**ACTIVITY**
In the entries that follow, which lines hold the string "green"? List them.

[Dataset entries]

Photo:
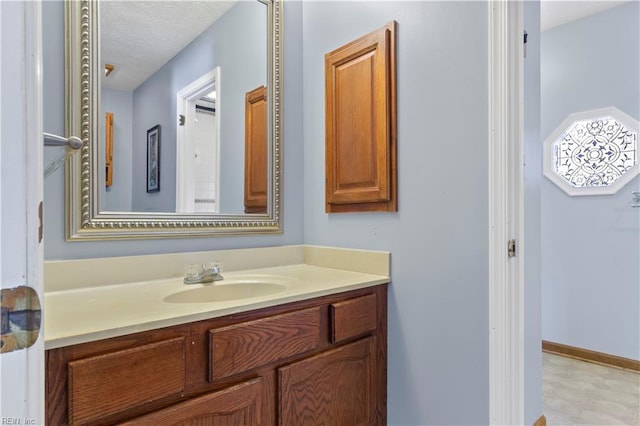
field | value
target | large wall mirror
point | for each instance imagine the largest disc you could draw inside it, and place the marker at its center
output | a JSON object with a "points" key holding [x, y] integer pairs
{"points": [[178, 106]]}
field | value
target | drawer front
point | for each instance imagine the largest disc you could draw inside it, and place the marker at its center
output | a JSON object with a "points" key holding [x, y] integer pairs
{"points": [[252, 344], [237, 405], [352, 317], [110, 383]]}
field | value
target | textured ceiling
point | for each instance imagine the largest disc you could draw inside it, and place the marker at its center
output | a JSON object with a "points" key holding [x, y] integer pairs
{"points": [[140, 36], [558, 12]]}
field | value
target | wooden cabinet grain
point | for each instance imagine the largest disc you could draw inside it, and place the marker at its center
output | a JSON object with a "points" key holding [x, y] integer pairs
{"points": [[278, 365], [360, 124]]}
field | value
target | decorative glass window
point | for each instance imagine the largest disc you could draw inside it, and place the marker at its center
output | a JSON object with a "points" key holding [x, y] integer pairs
{"points": [[593, 152]]}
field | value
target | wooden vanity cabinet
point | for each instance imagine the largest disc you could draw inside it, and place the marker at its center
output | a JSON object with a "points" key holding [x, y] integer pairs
{"points": [[318, 361]]}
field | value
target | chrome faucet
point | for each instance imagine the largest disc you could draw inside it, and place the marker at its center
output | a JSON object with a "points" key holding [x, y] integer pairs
{"points": [[198, 274]]}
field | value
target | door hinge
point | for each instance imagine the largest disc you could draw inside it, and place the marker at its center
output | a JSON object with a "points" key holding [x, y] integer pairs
{"points": [[511, 248], [20, 318]]}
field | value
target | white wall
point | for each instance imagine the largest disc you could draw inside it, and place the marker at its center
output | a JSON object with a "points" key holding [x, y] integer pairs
{"points": [[591, 244], [438, 371]]}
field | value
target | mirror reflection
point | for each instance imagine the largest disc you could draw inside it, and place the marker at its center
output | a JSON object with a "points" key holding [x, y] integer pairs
{"points": [[189, 70]]}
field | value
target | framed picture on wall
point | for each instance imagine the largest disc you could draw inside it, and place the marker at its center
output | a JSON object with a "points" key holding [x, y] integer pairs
{"points": [[153, 159]]}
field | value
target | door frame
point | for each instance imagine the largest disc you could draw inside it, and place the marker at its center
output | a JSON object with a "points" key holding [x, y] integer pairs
{"points": [[186, 99], [21, 142], [506, 212]]}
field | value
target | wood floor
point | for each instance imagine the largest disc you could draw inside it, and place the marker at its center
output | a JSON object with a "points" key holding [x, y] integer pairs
{"points": [[581, 393]]}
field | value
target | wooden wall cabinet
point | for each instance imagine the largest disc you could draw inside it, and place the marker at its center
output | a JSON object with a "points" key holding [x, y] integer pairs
{"points": [[318, 361], [108, 148], [255, 151], [360, 124]]}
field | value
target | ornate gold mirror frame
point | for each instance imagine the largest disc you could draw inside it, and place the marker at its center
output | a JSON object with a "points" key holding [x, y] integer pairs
{"points": [[84, 220]]}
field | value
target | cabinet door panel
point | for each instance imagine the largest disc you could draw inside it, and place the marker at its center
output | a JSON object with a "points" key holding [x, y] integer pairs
{"points": [[113, 382], [249, 345], [336, 387], [237, 405]]}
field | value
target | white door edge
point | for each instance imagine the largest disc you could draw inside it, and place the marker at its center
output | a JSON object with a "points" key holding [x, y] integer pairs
{"points": [[506, 210], [22, 384]]}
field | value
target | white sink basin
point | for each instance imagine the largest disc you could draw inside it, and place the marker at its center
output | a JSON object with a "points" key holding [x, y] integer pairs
{"points": [[227, 290]]}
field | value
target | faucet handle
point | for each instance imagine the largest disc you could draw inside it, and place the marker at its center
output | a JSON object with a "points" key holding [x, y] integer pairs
{"points": [[192, 270], [214, 266]]}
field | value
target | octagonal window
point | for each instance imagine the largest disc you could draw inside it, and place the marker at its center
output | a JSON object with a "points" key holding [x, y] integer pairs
{"points": [[593, 152]]}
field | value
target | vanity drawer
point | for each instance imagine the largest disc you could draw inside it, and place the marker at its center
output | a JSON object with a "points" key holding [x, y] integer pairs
{"points": [[110, 383], [249, 345], [353, 317]]}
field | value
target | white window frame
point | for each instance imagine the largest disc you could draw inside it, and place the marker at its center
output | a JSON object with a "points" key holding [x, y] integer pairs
{"points": [[549, 156]]}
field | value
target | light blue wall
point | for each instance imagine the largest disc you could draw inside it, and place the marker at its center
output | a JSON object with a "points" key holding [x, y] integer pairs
{"points": [[243, 68], [591, 245], [438, 371], [53, 87], [532, 251], [117, 197]]}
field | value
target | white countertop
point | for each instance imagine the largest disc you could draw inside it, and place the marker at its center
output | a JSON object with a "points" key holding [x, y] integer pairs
{"points": [[80, 315]]}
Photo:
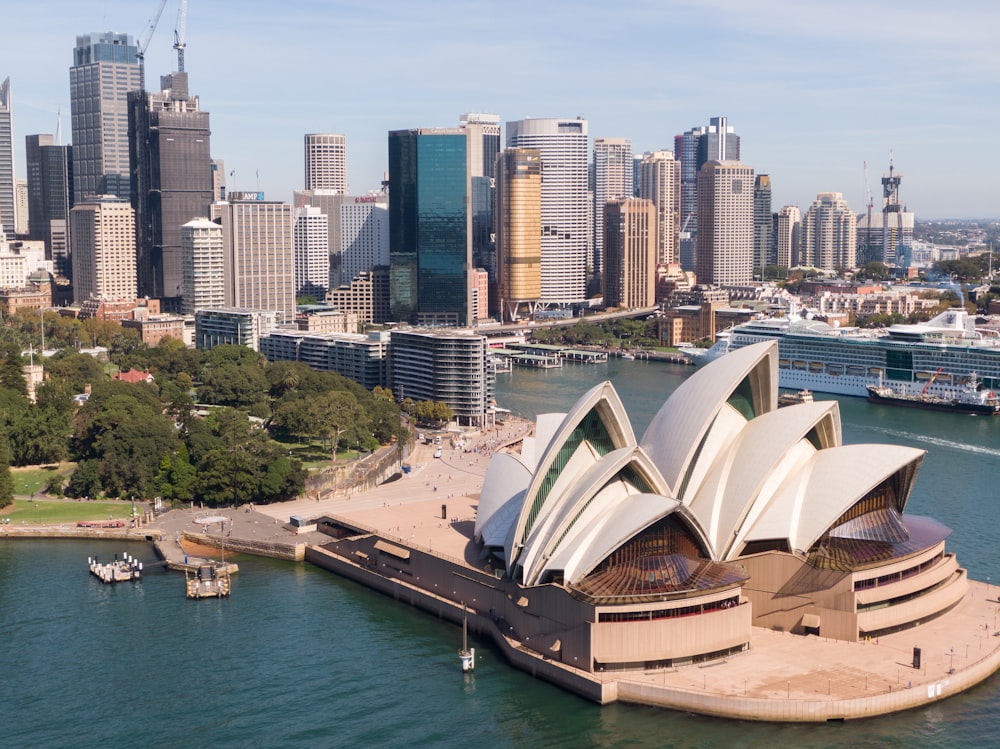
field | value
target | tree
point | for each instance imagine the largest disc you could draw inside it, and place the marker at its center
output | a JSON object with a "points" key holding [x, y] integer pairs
{"points": [[6, 479]]}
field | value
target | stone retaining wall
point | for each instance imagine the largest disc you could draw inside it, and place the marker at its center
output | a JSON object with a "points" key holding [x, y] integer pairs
{"points": [[277, 550]]}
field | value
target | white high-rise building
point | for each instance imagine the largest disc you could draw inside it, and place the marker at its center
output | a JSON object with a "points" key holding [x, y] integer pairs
{"points": [[312, 252], [8, 200], [787, 240], [203, 266], [105, 68], [562, 145], [724, 243], [660, 182], [612, 180], [364, 235], [326, 162], [259, 253], [829, 233], [103, 232]]}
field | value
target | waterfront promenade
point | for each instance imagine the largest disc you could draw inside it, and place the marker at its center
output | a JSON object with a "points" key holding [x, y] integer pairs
{"points": [[782, 677]]}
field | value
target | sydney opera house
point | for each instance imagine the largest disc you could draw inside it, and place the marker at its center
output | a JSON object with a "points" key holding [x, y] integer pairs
{"points": [[729, 513], [596, 557]]}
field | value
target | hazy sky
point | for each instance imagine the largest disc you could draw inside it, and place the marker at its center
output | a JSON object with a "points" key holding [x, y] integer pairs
{"points": [[814, 89]]}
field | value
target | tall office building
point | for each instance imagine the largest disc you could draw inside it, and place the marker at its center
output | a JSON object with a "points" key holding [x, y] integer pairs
{"points": [[828, 234], [326, 162], [716, 141], [259, 254], [519, 231], [364, 235], [660, 182], [724, 243], [105, 68], [312, 252], [897, 223], [430, 231], [203, 265], [171, 172], [787, 240], [630, 253], [103, 233], [565, 203], [21, 206], [762, 224], [50, 197], [483, 131], [8, 202], [612, 180]]}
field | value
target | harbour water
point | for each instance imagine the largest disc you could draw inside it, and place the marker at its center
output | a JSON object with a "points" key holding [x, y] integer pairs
{"points": [[300, 658]]}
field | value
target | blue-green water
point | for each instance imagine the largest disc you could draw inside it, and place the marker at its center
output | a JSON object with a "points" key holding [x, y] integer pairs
{"points": [[300, 658]]}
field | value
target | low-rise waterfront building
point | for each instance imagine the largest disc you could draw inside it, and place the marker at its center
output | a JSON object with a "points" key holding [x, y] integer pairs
{"points": [[450, 366], [362, 358]]}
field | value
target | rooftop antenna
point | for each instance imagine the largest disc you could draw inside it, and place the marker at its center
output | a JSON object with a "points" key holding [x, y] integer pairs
{"points": [[180, 32]]}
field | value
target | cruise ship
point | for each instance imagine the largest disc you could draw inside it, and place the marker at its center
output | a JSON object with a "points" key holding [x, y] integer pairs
{"points": [[937, 357]]}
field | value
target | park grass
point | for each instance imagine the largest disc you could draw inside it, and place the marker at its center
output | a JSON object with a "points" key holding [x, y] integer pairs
{"points": [[63, 511], [31, 481]]}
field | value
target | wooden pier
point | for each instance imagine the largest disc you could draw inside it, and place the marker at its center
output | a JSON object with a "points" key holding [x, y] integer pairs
{"points": [[210, 581]]}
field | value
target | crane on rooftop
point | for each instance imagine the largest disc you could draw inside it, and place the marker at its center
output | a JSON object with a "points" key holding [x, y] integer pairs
{"points": [[180, 32], [143, 42]]}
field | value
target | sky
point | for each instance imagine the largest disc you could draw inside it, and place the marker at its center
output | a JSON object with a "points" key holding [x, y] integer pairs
{"points": [[815, 90]]}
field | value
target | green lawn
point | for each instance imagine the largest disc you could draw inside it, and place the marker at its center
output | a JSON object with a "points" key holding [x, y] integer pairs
{"points": [[56, 511], [33, 480]]}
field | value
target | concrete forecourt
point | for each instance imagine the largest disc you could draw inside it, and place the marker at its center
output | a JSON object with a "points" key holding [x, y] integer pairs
{"points": [[648, 571]]}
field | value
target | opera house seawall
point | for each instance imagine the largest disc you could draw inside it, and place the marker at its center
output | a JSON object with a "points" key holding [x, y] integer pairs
{"points": [[732, 530]]}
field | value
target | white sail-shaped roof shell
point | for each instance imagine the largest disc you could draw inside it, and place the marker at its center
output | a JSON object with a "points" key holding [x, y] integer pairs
{"points": [[675, 435], [719, 452], [812, 499]]}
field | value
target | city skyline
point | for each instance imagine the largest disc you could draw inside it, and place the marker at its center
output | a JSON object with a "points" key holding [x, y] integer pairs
{"points": [[812, 101]]}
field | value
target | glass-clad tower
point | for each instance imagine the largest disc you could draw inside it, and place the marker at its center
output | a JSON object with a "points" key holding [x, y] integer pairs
{"points": [[105, 68], [429, 229]]}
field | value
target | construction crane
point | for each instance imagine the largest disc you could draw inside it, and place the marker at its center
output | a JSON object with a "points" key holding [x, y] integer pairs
{"points": [[180, 31], [140, 46]]}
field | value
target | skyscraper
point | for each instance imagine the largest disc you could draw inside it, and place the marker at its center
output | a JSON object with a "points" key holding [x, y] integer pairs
{"points": [[897, 222], [171, 172], [430, 247], [787, 241], [519, 230], [724, 244], [483, 131], [630, 253], [8, 203], [105, 68], [203, 265], [612, 180], [326, 162], [259, 254], [565, 205], [716, 141], [312, 252], [50, 197], [828, 235], [364, 235], [762, 224], [660, 182], [103, 232]]}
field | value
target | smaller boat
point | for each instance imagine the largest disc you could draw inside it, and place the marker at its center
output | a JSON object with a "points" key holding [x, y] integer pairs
{"points": [[466, 655], [794, 399], [971, 399]]}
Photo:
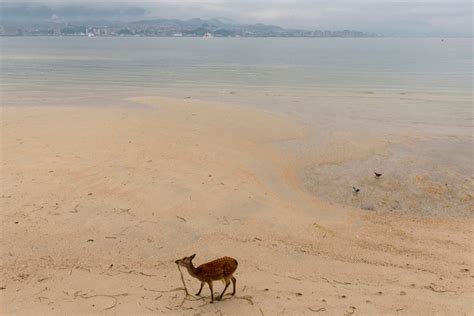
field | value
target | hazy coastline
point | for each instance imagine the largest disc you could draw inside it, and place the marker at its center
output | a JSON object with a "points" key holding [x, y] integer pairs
{"points": [[114, 165]]}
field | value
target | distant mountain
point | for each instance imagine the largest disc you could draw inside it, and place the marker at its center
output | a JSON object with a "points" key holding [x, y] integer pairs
{"points": [[77, 20]]}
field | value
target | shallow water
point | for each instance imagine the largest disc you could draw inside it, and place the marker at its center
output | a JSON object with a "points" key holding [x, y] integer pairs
{"points": [[54, 63], [356, 97]]}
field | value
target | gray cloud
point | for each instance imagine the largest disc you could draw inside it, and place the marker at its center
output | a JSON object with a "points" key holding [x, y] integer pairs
{"points": [[417, 17]]}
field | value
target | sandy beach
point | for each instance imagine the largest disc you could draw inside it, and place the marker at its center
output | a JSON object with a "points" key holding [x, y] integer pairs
{"points": [[97, 203]]}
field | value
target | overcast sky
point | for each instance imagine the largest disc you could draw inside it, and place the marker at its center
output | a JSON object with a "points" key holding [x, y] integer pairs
{"points": [[405, 17]]}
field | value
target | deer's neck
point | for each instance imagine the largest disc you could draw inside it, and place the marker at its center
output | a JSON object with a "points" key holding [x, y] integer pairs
{"points": [[192, 270]]}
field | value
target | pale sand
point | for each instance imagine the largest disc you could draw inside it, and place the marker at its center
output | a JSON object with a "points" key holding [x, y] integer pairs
{"points": [[98, 203]]}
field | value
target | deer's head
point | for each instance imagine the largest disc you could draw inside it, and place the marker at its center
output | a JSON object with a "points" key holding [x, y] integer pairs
{"points": [[185, 261]]}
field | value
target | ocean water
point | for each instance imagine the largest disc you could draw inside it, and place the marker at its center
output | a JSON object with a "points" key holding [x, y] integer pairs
{"points": [[53, 65], [347, 92]]}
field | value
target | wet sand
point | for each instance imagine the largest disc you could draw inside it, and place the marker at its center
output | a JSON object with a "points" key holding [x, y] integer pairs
{"points": [[97, 203]]}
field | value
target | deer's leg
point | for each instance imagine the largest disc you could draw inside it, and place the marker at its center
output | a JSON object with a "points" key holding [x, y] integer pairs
{"points": [[212, 291], [200, 289], [234, 281], [227, 283]]}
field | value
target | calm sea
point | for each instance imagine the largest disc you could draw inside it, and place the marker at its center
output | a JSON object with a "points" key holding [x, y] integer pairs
{"points": [[62, 69]]}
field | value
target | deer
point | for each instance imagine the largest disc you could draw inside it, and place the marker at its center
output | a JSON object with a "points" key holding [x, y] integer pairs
{"points": [[218, 269]]}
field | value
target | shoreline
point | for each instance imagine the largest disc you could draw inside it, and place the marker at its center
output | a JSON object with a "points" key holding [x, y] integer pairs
{"points": [[92, 214]]}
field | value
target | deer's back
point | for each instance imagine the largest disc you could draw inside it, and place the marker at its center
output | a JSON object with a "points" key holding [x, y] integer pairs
{"points": [[217, 269]]}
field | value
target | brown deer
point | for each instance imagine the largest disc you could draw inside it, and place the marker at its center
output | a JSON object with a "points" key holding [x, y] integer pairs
{"points": [[219, 269]]}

**SOLUTION TO THIS EXERCISE**
target | blue-green water
target | green lawn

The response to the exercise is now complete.